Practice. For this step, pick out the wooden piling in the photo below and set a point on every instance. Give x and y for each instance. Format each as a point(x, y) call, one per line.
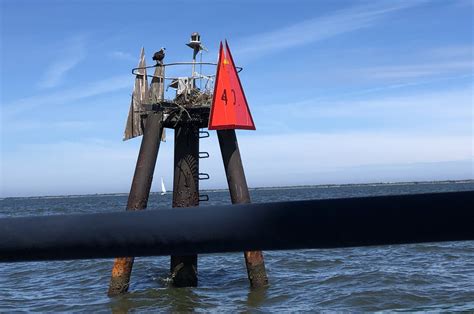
point(239, 194)
point(142, 179)
point(185, 194)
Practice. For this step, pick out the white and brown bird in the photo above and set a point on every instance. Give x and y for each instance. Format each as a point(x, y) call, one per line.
point(159, 55)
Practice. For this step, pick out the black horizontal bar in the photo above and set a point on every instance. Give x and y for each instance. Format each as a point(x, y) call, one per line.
point(327, 223)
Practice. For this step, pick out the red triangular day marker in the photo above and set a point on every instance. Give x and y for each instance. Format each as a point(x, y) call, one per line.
point(229, 108)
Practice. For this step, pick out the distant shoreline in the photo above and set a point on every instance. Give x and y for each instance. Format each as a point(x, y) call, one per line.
point(322, 186)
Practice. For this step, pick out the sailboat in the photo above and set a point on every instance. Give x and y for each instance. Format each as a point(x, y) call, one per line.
point(163, 189)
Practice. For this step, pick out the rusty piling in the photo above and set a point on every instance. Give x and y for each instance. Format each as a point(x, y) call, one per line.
point(142, 179)
point(185, 194)
point(239, 194)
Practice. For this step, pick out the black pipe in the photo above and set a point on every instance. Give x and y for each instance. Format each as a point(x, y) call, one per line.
point(327, 223)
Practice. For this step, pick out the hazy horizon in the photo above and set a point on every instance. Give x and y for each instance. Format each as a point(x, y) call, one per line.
point(341, 92)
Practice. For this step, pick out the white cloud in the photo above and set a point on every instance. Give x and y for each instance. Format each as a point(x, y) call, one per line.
point(68, 58)
point(97, 166)
point(416, 70)
point(445, 112)
point(120, 55)
point(320, 28)
point(67, 96)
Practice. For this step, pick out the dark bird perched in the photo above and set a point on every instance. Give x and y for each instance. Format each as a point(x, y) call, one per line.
point(159, 56)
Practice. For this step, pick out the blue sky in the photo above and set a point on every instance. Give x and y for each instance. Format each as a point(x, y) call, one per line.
point(341, 91)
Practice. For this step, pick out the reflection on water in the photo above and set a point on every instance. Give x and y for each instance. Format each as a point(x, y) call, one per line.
point(421, 277)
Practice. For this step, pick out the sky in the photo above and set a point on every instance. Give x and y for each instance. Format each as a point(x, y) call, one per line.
point(340, 91)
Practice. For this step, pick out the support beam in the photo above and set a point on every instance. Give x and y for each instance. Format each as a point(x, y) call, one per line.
point(142, 180)
point(331, 223)
point(239, 194)
point(185, 194)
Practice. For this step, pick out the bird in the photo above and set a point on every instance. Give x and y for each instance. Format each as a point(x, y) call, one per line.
point(159, 55)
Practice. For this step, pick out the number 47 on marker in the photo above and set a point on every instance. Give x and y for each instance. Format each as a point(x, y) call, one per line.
point(229, 109)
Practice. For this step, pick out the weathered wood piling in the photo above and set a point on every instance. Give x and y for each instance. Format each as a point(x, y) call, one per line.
point(143, 176)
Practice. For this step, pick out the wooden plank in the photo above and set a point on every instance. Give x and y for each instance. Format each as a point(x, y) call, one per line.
point(134, 126)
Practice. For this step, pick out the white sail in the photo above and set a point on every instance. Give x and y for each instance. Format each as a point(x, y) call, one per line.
point(163, 189)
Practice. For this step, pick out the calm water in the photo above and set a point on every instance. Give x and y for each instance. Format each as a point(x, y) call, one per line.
point(420, 277)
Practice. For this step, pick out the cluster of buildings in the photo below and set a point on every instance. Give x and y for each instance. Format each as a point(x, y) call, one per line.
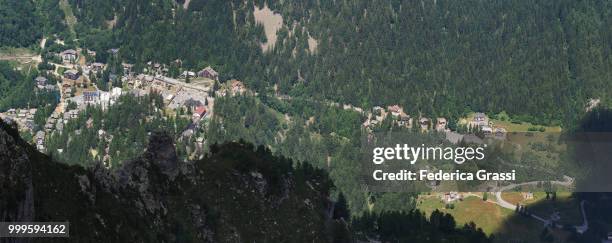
point(400, 118)
point(481, 122)
point(24, 118)
point(43, 84)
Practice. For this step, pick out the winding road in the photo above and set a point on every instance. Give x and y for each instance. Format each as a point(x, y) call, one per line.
point(568, 182)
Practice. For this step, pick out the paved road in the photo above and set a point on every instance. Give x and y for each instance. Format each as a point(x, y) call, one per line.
point(503, 203)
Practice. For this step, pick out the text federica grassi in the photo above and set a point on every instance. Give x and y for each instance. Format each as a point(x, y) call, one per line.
point(410, 153)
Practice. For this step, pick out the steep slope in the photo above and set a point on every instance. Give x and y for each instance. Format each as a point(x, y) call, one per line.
point(235, 194)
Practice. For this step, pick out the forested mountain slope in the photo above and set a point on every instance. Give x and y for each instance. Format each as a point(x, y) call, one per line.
point(235, 194)
point(538, 60)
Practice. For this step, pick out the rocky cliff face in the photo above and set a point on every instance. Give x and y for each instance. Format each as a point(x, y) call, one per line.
point(235, 194)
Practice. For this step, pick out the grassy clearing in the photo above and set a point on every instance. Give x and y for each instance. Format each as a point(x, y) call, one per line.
point(493, 219)
point(485, 215)
point(70, 18)
point(522, 127)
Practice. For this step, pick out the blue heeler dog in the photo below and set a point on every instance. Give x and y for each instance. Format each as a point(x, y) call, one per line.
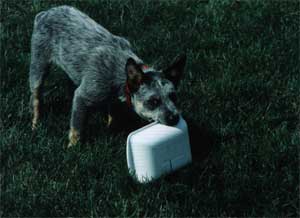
point(102, 66)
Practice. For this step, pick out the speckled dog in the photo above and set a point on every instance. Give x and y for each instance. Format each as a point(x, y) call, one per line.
point(102, 66)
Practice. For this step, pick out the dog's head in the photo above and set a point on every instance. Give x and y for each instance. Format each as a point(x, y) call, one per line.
point(152, 93)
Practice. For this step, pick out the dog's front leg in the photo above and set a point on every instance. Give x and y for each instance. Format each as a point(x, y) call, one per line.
point(78, 119)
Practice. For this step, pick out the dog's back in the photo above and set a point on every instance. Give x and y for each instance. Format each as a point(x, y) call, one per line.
point(79, 45)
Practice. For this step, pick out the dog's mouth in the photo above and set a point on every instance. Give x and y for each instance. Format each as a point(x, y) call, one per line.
point(171, 120)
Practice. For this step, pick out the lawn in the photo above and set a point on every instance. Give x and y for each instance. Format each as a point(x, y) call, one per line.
point(240, 96)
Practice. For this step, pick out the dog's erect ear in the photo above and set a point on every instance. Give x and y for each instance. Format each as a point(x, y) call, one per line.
point(175, 70)
point(134, 74)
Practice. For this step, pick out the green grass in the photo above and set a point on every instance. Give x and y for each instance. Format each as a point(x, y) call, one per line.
point(240, 95)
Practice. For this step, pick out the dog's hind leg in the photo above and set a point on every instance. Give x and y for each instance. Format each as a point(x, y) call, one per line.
point(78, 118)
point(39, 68)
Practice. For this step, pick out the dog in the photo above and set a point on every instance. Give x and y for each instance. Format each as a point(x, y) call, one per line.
point(102, 66)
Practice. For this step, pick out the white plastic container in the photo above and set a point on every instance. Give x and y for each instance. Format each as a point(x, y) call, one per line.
point(157, 149)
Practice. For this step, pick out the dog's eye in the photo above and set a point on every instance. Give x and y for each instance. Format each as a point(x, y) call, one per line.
point(154, 102)
point(173, 97)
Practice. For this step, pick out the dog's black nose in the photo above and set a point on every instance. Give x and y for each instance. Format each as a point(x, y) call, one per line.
point(172, 119)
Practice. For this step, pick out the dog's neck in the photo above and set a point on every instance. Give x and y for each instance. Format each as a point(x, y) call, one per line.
point(128, 94)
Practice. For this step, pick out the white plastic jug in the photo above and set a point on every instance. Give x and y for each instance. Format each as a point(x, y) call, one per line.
point(157, 149)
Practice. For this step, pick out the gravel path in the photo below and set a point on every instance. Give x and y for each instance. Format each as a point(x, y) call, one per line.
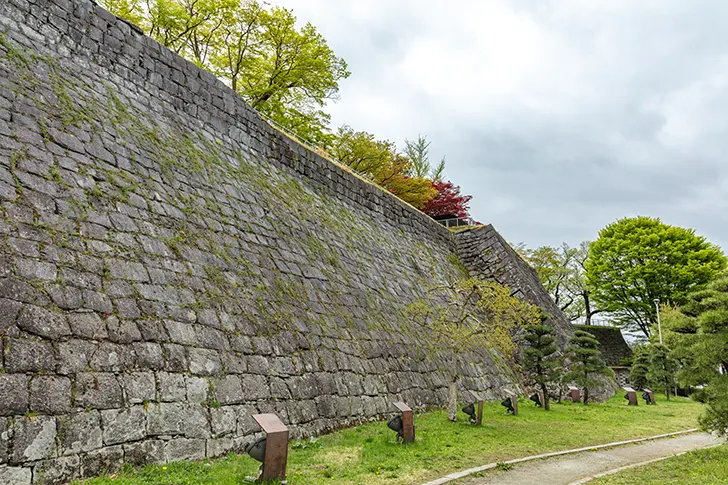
point(567, 469)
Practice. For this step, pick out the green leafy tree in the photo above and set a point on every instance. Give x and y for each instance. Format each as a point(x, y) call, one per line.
point(380, 161)
point(586, 363)
point(476, 315)
point(638, 260)
point(418, 153)
point(541, 360)
point(715, 417)
point(640, 367)
point(283, 71)
point(662, 369)
point(561, 271)
point(698, 332)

□ □ □ □ □

Activity: Produce a word-for-word copy of the records, omitting all images.

Your solution:
Practice. For this step, pick out the wooden piling in the photo below and set a point on every instance. Give x and y for each instance. Format each as a point(x, y) call, one per line.
point(239, 194)
point(142, 179)
point(185, 194)
Practice. For this step, pick out the white and brown bird in the photo above and set a point on every instance. Give x and y for each instance. Format each as a point(x, y) call, one per line.
point(159, 55)
Practice. For this step, pick out the black horizontal bar in the photo above and set a point on every instance. Give x and y for each instance. Format each as a point(x, y) call, one per line.
point(327, 223)
Practice. For this step, pick out the red triangular day marker in the photo above and set a point on every instance. Give x and y for each instance. Format each as a point(x, y) call, one per line.
point(229, 108)
Practice. For this step, pick out the distant shoreline in the photo above and set a point on every instance. Give x and y for each instance. Format each as a point(x, y) call, one per line.
point(322, 186)
Practice. For this step, pick out the sailboat in the photo above and set a point on every instance. Give x and y for each instance. Format each as a point(x, y) call, one per line.
point(163, 189)
Practice. For this step, pick out the rusty piling in the photo above and set a point on every instance. Give x and y for each instance. Format each as a point(x, y) call, one per line.
point(142, 179)
point(185, 194)
point(239, 194)
Practice. For this step, pick out the black pipe in the photo above and set a point on every instance. Give x and y for each instance. Format each as a point(x, y) call, one per line.
point(327, 223)
Practice. For this step, pick out the hazy horizon in the photo above and set a point on every instance. Give x and y for each instance. Format each as a point(x, y) call, one per line.
point(341, 92)
Practice. For this step, pick out the white cloud in the photo above and set a point on every instance. Give x and y for each instance. Format each as a point(x, y) call, one per line.
point(68, 58)
point(97, 166)
point(416, 70)
point(445, 112)
point(120, 55)
point(320, 28)
point(67, 96)
Practice. For this step, pick out the dark bird perched in the photo above and set a point on every instance. Give x and y for each instance. Format each as a point(x, y) call, one per line.
point(159, 56)
Practice. For this step, pick out the blue sky in the photo above and set a point on every instance. Give x and y for each instance. Format each as a point(x, y) call, one per line.
point(341, 91)
Practice. For this step, pick out the reflection on water in the photo above and set a point on every instance. Give x and y for each instance. Format each as a point(x, y) call, one per line.
point(421, 277)
Practice. For this step, pick out the sky in the photo above and set a point on every instance. Give x and y for each instance. Format each as a point(x, y) call, one per line.
point(340, 91)
Practice. For this step, pick out the support beam in the photo above and set a point on every instance. Give x and y for each instance. Format each as a point(x, y) call, one per line.
point(142, 180)
point(331, 223)
point(239, 194)
point(185, 194)
Practice. For this step, pick out the bird in the photo above and set a point on every instance. Give x and y for each instance. Format each as a point(x, y) call, one per line.
point(159, 55)
Practice. For this step, pick out the number 47 on marker in the photo above and set a point on every instance. Give x and y for each instance. Format each as a point(x, y) call, one per line.
point(229, 109)
Practice. For this step, pick out the weathered wood piling in the photo above and set a point on every instance. Give x and y for each instance. Format each as a point(x, y) call, one per line.
point(143, 176)
Practice. For this step, pick out the wooden plank in the photo above and set a point on every instance. Give x and y for each instance. Format each as a point(x, y) call, one per line.
point(134, 126)
Practice. For this step, pick out the white sail in the photo above and set a point on every instance. Give x and y for each instance. Format each as a point(x, y) call, one per line.
point(163, 189)
Practice. For this step, pick out the calm water in the photo above and set a point on every instance. Give x and y for each instance. Format each as a point(x, y) call, one per line.
point(420, 277)
Practice. For this step, pick out the cluster of buildings in the photo below and set a point on every instance. Give x and y for each instance. Format each as a point(x, y) call, one per line.
point(400, 118)
point(481, 122)
point(24, 118)
point(43, 84)
Practice. For this step, pick out the winding road in the photo above and set a point on every instance. Give x and y for each instance. Format each as a point(x, y) call, one per line.
point(568, 182)
Practice. For this step, pick out the paved road in the photo above and set a point on every instance. Give x and y for each instance. Format each as a point(x, y) call, one per line.
point(503, 203)
Practice. For this step, pick out the text federica grassi in the photo above and set a point on every instance. Give x and y for each instance. Format each as a point(x, y) call, one per line.
point(410, 153)
Practice. For this step, pick out the steep slope in the photo above and set a point on every instance. Give x and y for each instance. Format each as a point(x, y) call, one per line.
point(235, 194)
Practice. For this step, pick out the forested mountain slope in the photo above and set a point on every instance. Give x and y for each instance. Format each as a point(x, y) call, one per line.
point(235, 194)
point(538, 60)
Practice. For this step, pick out the rocky cliff face in the photo above and set a point on every instance. Give x and y for each instance. Format each as a point(x, y) call, one per line.
point(235, 194)
Practice. For this step, pick out the grassy clearing in the photo above and set a point on every instance. Give x and y for each instance. Format each as a point(x, y) call, one per line.
point(493, 219)
point(485, 215)
point(70, 18)
point(522, 127)
Practice. For this step, pick out the blue heeler dog in the photo below and set a point on every instance. Give x and y for each instance. Format each as a point(x, y) call, one per line.
point(102, 66)
Practice. For this step, pick out the speckled dog in the photo above and set a point on every instance. Give x and y for each instance. Format each as a point(x, y) call, one per line.
point(102, 66)
Practice. For this step, pick out the dog's head in the photo above and set a point on every instance. Give x and y for each instance. Format each as a point(x, y) call, one per line.
point(152, 93)
Practice. For this step, pick out the dog's front leg in the photo above and set a point on every instance. Give x and y for each instance. Format each as a point(x, y) call, one per line.
point(78, 119)
Practice. For this step, pick out the dog's back in the photo above and set a point on every instance. Give x and y for each instance. Format each as a point(x, y) call, one per line.
point(79, 45)
Practice. For this step, pick out the dog's mouth in the photo above and set a point on every instance. Give x and y for each instance. Format each as a point(x, y) call, one per line.
point(171, 120)
Practice. For this step, pick out the lawn in the photo above and set a point on every instance. Give x and y for each instance. Format each as a point(x, y) call, one per line.
point(240, 96)
Practice. For this step, pick out the dog's erect ear in the photo above and set a point on every instance. Give x and y for each instance. Format each as a point(x, y) call, one per line.
point(175, 70)
point(134, 74)
Practice. For this step, pick out the green grass in the photo above and set a point on every instance. Give x and y for each instance. Format each as a point(x, y) call, one per line.
point(240, 95)
Practice. For this step, pick out the dog's hind leg in the photo above and set a point on every instance. Give x and y for each instance. Format each as a point(x, y) call, one per line.
point(78, 118)
point(39, 68)
Practice. For this step, pick out the dog in the photo above and set a point on every instance. Give x and y for each instance. Format each as a point(x, y) call, one per line.
point(102, 66)
Practice. For this step, pick out the white plastic container in the photo above and set a point on every instance. Give x and y for each instance. Format each as a point(x, y) call, one per line.
point(157, 149)
Practice. For this step, pick out the dog's eye in the photo above and set a point on every instance. Give x and y for each instance. Format each as a point(x, y) call, one per line.
point(154, 102)
point(173, 97)
Practice. For this step, pick out the dog's black nose in the photo above and set a point on every instance. Give x and y for each instance. Format each as a point(x, y) call, one per line.
point(172, 119)
Practice. For this step, pick out the dog's neck in the photo above and set a point on every instance. Give x and y for each instance. Format each as a point(x, y) call, one per line.
point(128, 94)
Practice. For this step, pick out the white plastic jug in the photo above and set a point on every instance. Give x and y for each instance. Format each as a point(x, y) call, one per line.
point(157, 149)
Practice. For this step, pick out the gravel path in the photo below and set a point on every instance. Give x and y for each instance. Format each as a point(x, y) call, one per line.
point(567, 469)
Practice. For this step, pick out the green leafy tree in the photo above and set a point on every instance. Give x and y for each instance. Format each as a point(x, y) call, one per line.
point(380, 161)
point(586, 363)
point(476, 315)
point(638, 260)
point(418, 153)
point(541, 360)
point(715, 417)
point(640, 367)
point(283, 71)
point(662, 369)
point(561, 271)
point(698, 332)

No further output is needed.